- Your goal:
Format the records below as a numbered list with one line per item, skipping any blank lines. Leave the pictures out of your list.

- Entries supplied:
━━━━━━━━━━━━━━━━

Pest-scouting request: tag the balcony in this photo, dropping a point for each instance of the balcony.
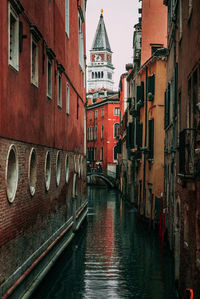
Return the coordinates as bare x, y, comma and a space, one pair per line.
187, 140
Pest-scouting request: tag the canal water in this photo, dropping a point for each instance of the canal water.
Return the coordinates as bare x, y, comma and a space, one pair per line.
113, 256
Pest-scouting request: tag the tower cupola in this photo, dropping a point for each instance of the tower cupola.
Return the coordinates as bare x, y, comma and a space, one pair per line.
100, 68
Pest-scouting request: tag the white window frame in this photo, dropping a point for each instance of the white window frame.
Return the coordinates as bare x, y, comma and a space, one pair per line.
59, 89
67, 17
49, 94
34, 79
13, 60
67, 98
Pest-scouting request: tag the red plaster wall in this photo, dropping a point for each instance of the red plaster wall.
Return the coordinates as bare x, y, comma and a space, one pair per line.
26, 114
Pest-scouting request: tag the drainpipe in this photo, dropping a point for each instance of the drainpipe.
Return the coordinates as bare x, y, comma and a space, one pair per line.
145, 145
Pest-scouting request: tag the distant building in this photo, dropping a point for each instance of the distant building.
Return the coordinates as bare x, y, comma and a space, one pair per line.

━━━━━━━━━━━━━━━━

- Result of the task:
1. Pest-scouting request: tag the balcony in this photo, dropping a point for each instance of the balcony.
2. Return the coordinates as bare x, y, comma and a space, one pair per line.
3. 187, 140
4. Pest-scouting request: tag the canal water in this photo, dropping a point for each instance of the canal water.
5. Return the coordinates as bare x, y, comma and a space, one pair per line.
6. 113, 256
7. Pest-scouting request: tag the tower cupola in this photo, dropping a point for each instance of the tower cupola.
8. Return the coordinates as bare x, y, comma and a space, one pair per line.
9. 100, 68
10. Pest-scouting request: tag the white window frame in this photo, dropping a point for each instance of the white window frame.
11. Return the coordinates as bare x, y, comma and a space, one pair per line.
12. 59, 89
13. 67, 17
14. 49, 94
15. 34, 79
16. 13, 60
17. 67, 98
18. Pest-scouting request: tag the red plaster wall in this photo, dropping a point for each instance of the red plaster wall.
19. Return the coordinates as bare x, y, comma and a space, one pair per line.
20. 26, 114
21. Pest-scouting request: tag the drainpipe in this photo, dropping a point for each instance of the drainpipe.
22. Return the coordinates as bare x, y, comma and a space, one pair per line.
23. 145, 145
24. Pest-scouting request: tag the distant building in this photo, dropping a point for each instance of the distant building.
25. Return the coordinates as bare x, y, comma and a space, one pair per line.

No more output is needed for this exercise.